Once you find the line containing "If you could put a point on the white", output it and every line after it to the end of the records, exactly.

(Stored data entries)
┄┄┄┄┄┄
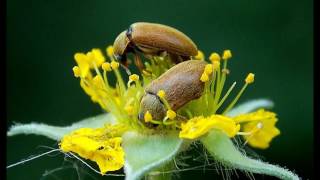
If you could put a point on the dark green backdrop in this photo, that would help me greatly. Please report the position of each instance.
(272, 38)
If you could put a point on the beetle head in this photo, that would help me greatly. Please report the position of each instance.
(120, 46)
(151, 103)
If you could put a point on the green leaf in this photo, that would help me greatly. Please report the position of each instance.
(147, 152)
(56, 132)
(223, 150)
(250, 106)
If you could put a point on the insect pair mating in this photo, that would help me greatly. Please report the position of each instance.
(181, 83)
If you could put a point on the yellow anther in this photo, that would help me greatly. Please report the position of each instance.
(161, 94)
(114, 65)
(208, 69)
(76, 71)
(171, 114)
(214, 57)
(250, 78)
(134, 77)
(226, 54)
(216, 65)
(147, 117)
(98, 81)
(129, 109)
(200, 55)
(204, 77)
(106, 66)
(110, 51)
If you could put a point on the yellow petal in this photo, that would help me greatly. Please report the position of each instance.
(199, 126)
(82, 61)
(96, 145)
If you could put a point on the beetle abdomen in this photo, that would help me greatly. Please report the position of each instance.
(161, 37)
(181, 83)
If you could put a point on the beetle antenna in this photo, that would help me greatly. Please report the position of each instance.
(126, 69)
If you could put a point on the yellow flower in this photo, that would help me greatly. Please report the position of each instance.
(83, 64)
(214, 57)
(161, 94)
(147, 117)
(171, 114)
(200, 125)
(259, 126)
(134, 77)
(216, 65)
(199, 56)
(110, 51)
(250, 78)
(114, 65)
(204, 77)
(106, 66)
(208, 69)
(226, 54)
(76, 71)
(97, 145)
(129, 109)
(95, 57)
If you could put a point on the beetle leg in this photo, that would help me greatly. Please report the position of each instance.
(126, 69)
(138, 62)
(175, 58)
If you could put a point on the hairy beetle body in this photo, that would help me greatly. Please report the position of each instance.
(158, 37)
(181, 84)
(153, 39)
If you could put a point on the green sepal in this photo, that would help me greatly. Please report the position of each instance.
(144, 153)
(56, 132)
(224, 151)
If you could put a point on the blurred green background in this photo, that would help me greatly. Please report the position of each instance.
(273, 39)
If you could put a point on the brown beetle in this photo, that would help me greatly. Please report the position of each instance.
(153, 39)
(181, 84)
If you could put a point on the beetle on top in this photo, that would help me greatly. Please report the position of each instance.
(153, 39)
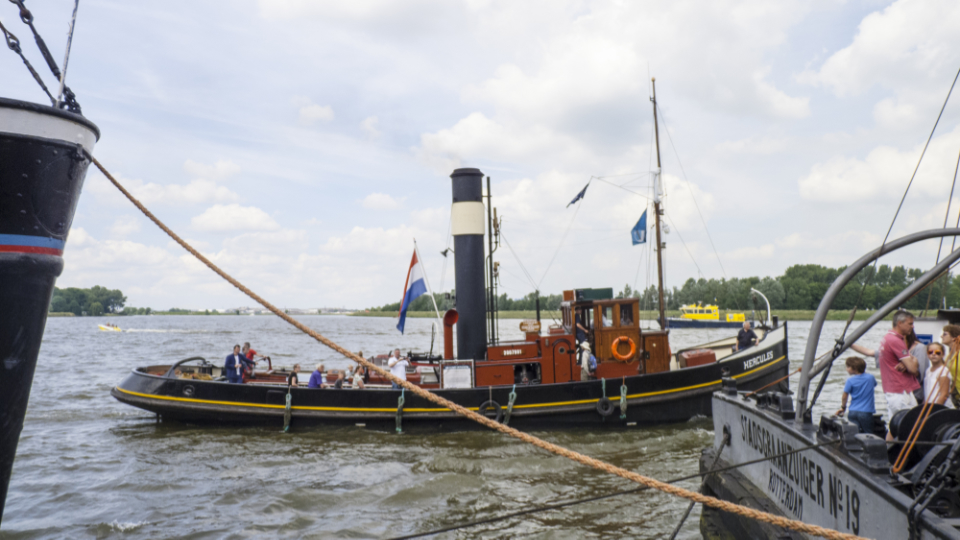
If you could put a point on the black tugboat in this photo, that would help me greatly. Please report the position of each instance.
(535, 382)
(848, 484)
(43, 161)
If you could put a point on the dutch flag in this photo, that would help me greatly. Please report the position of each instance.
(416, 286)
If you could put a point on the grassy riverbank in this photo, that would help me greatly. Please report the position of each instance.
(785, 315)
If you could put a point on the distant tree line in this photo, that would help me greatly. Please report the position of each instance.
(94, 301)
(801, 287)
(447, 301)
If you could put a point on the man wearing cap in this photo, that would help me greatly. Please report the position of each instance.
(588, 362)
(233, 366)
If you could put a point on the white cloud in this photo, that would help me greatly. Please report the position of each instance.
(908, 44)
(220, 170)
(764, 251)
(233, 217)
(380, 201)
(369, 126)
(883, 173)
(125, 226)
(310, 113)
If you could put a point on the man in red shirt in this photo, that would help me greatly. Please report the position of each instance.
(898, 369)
┄┄┄┄┄┄
▶ [Result for this exercise]
If you could put a point on the white cloud in this photo, that would help me greatly. Please report the position of each instance.
(908, 44)
(220, 170)
(764, 251)
(233, 217)
(380, 201)
(369, 126)
(883, 173)
(125, 226)
(310, 113)
If you could put a point on the man in red shirt in this photo, that would help me greatly. Please report the position of each instance.
(898, 369)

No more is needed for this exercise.